The footprint of the North American Class I railroad landscape is dramatically changing form, with this weekend’s landmark announcement that Calgary-based Canadian Pacific (CP) is acquiring Kansas City Southern (KCS) for $29 billion, in a deal that will establish the first freight railway connecting the United States, Canada, and Mexico.

CP officials said that this $29 billion deal is a stock and cash transaction and includes the assumption of $3.8 billion of outstanding KCS debt and values KCS at $275 per share, representing a 23% premium, based on the CP and KCS closing prices on March 19, 2021.

“This transaction will be transformative for North America, providing significant positive impacts for our respective employees, customers, communities, and shareholders,” said CP President and Chief Executive Officer Keith Creel in a statement. “This will create the first U.S.-Mexico-Canada railroad, bringing together two railroads that have been keenly focused on providing quality service to their customers to unlock the full potential of their networks. CP and KCS have been the two best performing Class 1 railroads for the past three years on a revenue growth basis. The new competition we will inject into the North American transportation market cannot happen soon enough, as the new USMCA Trade Agreement among these three countries makes the efficient integration of the continent’s supply chains more important than ever before. Over the coming months, we look forward to speaking with customers of all sizes, and communities across the combined network, to outline the compelling case for this combination and reinforce our steadfast commitment to service and safety as we bring these two iconic companies together.”

And CP added that CP and KCS will jointly connect shipper customers through single-network transportation offerings between points on CP’s system throughout Canada, the U.S. Midwest, and the U.S. Northeast and points on KCS’ system throughout Mexico and the South Central U.S. 

Other key benefits of this transaction include:

  • expanded market reach for customers served by CP and KCS;
  • new competitive transportation service options, and supporting North American economic growth;
  • the creation of jobs across the combined network; and
  • efficiency and service improvements which are expected to achieve meaningful environmental benefits

As a new entity CP said that it would remain the smallest of six U.S. Class 1 railroads by revenue, while it will be a much larger and more competitive network, operating approximately 20,000 miles of rail, employing close to 20,000 people and generating total revenues of approximately $8.7 billion based on 2020 actual revenues.

^^^^

Short exercise 1: In the railroad acquisition article, how many miles of rail would the combined network operate?
Short exercise 2: Continue the article on Canadian Pacific's acquisition of Kansas City Southern from the end of its last sentence.
The records are not used for anything here.

(Dataset rows showing where objects appear)
^^^^

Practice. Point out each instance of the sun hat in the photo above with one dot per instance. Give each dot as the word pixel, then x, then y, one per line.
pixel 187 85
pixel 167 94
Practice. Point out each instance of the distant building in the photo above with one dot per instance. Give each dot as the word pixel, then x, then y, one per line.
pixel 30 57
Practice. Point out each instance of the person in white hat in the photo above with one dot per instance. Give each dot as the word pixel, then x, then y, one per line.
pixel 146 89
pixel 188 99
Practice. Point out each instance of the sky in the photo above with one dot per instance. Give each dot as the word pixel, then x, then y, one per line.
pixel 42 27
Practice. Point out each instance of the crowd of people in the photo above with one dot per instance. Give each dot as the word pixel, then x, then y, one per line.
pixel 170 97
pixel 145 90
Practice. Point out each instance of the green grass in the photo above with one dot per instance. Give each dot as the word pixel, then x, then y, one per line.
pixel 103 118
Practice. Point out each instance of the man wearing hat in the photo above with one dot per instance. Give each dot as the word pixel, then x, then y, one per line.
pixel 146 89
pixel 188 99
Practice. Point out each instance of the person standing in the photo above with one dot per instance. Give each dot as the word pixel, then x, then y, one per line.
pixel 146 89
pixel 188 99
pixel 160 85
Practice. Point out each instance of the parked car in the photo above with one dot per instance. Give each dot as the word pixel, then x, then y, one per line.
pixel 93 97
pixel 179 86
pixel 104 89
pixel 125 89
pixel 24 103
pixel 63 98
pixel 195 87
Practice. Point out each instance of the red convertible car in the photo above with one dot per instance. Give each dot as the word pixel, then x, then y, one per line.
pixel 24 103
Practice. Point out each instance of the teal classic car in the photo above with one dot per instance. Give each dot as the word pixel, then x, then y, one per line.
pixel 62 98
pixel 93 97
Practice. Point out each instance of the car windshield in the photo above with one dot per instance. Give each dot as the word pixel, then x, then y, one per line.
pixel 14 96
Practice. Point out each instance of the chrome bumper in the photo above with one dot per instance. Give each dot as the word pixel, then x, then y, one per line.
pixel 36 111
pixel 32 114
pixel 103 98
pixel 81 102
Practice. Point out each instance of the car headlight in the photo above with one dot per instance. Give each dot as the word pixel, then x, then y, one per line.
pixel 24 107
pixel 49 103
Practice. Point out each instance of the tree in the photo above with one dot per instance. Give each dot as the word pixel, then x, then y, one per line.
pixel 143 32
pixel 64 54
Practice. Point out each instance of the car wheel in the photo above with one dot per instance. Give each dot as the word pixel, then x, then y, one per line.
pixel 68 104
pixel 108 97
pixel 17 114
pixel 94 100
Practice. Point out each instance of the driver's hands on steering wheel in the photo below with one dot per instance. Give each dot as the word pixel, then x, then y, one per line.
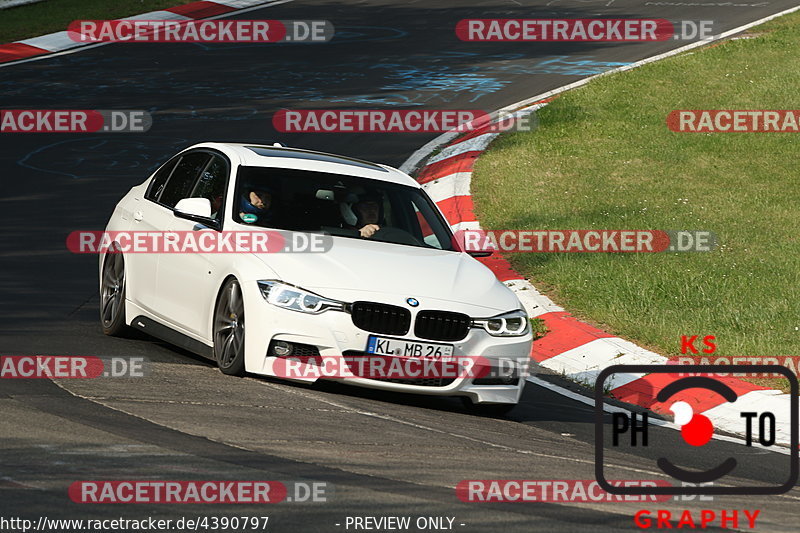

^^^^

Written answer 1: Approximately 20,000 miles.

Written answer 2:
“KCS has long prided itself in being the most customer-friendly transportation provider in North America,” said KCS President and Chief Executive Officer Patrick J. Ottensmeyer in a statement. “In combining with CP, customers will have access to new, single-line transportation services that will provide them with the best value for their transportation dollar and a strong competitive alternative to the larger Class 1s. Our companies’ cultures are aligned and rooted in the highest safety, service and performance standards. Importantly, KCS employees will benefit from being part of a truly North American continental enterprise, which creates a strong platform for revenue growth, capital investment, and future job creation. Customers, labor partners, and shareholders will all benefit from the inherent strengths of this combination, including attractive synergies and complementary routes.”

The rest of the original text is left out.